Data provided
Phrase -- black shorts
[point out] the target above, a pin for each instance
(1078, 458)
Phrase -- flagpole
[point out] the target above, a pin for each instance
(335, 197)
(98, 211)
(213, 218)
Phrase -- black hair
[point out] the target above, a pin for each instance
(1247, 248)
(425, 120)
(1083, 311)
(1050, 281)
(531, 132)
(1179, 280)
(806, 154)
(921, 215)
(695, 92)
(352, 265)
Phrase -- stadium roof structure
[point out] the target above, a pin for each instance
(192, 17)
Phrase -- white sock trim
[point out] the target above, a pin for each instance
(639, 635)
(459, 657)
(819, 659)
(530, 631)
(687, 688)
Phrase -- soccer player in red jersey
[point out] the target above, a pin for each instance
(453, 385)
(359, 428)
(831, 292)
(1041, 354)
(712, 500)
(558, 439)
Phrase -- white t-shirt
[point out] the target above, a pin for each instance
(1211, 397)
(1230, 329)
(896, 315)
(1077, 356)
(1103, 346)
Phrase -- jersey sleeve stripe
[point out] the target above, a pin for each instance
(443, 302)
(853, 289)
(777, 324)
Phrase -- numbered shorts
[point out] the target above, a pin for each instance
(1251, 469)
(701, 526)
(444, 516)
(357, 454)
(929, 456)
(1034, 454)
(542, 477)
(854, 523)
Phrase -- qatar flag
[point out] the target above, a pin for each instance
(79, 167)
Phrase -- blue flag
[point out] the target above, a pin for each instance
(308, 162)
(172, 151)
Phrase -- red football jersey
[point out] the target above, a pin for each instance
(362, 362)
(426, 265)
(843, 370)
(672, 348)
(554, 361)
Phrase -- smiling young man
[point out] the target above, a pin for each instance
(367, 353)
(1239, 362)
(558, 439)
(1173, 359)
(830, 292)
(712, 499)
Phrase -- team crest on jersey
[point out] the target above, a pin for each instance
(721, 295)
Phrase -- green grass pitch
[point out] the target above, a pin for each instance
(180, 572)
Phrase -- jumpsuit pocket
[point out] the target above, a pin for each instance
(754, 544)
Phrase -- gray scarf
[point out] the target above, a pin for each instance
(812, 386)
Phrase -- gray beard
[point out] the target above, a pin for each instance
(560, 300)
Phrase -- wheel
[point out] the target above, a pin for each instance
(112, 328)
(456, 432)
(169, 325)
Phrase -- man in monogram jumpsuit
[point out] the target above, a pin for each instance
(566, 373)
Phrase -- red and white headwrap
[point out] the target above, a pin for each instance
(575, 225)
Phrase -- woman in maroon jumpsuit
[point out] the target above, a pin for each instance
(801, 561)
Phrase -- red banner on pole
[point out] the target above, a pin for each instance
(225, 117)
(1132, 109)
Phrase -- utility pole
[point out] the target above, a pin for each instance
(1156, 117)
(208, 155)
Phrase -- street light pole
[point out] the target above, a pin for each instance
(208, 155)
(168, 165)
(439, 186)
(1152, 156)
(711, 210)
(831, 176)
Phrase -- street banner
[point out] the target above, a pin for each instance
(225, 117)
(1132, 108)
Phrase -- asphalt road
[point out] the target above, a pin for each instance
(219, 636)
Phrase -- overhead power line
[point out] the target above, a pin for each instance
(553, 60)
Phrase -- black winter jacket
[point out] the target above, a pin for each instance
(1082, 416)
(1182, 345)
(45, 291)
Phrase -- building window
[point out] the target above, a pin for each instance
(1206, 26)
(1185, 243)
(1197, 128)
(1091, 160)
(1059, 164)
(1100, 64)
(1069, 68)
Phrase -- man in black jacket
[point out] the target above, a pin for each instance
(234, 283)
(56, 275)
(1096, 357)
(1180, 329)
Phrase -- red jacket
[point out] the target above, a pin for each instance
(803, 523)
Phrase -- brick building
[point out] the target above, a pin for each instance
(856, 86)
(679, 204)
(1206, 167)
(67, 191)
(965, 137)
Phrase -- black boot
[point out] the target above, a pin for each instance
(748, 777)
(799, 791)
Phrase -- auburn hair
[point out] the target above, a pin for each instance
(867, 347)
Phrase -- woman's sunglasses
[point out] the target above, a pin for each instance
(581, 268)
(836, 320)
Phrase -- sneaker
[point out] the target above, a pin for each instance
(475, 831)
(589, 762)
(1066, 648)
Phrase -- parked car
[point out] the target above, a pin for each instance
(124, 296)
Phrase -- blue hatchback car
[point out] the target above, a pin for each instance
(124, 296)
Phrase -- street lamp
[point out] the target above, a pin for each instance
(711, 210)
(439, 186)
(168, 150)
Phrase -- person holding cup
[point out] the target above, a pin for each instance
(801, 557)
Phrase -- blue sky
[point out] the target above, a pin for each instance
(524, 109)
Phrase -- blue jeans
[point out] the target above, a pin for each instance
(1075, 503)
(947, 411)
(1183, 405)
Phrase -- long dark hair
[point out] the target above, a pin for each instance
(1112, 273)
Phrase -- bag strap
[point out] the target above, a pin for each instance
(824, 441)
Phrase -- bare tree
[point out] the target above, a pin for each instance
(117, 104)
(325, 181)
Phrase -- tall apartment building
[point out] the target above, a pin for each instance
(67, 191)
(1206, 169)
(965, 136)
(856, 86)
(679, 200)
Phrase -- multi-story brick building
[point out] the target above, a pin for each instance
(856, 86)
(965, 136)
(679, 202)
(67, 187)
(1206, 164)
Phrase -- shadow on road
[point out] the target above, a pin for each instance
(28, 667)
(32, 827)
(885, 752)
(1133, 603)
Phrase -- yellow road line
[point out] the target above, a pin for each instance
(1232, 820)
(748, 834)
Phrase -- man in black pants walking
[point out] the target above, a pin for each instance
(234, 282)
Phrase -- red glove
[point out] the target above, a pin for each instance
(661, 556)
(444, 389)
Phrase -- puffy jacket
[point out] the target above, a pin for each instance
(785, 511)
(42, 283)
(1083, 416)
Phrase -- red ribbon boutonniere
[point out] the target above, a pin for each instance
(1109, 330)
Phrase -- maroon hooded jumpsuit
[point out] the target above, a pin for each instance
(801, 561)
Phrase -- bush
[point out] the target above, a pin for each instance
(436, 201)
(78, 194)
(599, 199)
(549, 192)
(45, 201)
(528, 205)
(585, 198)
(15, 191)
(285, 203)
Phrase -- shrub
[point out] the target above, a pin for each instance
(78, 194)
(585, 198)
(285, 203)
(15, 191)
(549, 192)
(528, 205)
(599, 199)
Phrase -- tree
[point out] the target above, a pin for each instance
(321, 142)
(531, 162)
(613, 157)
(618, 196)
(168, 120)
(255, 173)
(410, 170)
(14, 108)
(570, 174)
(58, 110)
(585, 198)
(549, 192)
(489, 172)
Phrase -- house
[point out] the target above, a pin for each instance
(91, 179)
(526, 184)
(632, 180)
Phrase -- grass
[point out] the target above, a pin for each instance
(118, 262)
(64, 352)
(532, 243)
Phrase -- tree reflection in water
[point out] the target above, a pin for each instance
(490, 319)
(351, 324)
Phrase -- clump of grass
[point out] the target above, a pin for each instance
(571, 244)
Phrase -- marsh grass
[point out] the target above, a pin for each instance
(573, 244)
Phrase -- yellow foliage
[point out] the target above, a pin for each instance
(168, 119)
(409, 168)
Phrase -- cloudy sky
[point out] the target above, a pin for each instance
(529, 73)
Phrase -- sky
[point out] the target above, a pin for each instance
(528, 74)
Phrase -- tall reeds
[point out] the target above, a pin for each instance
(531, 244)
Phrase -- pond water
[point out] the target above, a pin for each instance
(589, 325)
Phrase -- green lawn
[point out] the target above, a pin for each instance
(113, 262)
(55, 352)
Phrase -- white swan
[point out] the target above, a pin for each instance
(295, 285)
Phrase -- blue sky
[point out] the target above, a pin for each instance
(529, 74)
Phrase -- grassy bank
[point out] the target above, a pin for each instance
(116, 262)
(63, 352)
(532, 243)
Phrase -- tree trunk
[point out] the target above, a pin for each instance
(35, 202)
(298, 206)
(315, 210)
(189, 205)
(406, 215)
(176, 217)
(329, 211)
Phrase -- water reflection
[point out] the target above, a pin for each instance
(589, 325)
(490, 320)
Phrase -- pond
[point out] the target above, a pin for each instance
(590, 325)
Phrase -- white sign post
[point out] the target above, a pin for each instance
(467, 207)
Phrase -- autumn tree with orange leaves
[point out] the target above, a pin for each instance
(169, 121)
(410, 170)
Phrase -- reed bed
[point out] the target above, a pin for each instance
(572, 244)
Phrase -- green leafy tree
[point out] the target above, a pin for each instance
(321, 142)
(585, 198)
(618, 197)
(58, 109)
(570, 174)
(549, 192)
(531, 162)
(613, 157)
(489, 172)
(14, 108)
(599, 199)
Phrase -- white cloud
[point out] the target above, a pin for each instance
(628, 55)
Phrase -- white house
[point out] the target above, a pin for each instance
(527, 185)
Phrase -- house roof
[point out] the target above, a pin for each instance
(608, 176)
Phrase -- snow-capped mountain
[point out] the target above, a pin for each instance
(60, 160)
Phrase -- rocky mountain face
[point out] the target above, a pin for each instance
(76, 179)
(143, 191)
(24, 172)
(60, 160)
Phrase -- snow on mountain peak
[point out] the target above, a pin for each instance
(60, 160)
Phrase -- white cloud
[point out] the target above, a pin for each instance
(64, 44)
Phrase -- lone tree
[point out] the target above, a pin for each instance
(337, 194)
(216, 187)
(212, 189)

Stated exercise
Give back, exactly as written, the lines from the one with "Phrase -- water reflection" to the last line.

Full answer
Phrase -- water reflection
[point out] the target above, a pin for each instance
(589, 325)
(490, 320)
Phrase -- pond
[point out] the target above, a pin for each instance
(590, 325)
Phrase -- white sign post
[point out] the target above, a pin for each instance
(467, 207)
Phrase -- autumn tree with orange leaves
[point out] the target above, a pin for each instance
(169, 121)
(410, 170)
Phrase -- reed bed
[point out] the target above, a pin for each instance
(572, 244)
Phrase -- green leafy tree
[point out] the target above, a pin for each instance
(321, 142)
(585, 198)
(618, 197)
(58, 109)
(570, 174)
(549, 192)
(531, 162)
(613, 157)
(489, 172)
(14, 108)
(599, 199)
Phrase -- white cloud
[point out] the target above, a pin for each instance
(628, 55)
Phrase -- white house
[point out] the target above, a pin for each instance
(527, 185)
Phrase -- house roof
[point out] the target above, a pin for each instance
(608, 176)
Phrase -- snow-capped mountain
[point out] the target above, a pin for each instance
(60, 160)
Phrase -- rocky mountain face
[point out] the target above, a pin for each instance
(76, 179)
(143, 191)
(24, 172)
(60, 160)
Phrase -- snow on mountain peak
[point out] the target above, a pin for each instance
(60, 160)
Phrase -- white cloud
[point out] the target above, a pin for each instance
(64, 44)
Phrase -- lone tree
[point out] the target above, a pin for each instance
(337, 194)
(216, 187)
(212, 189)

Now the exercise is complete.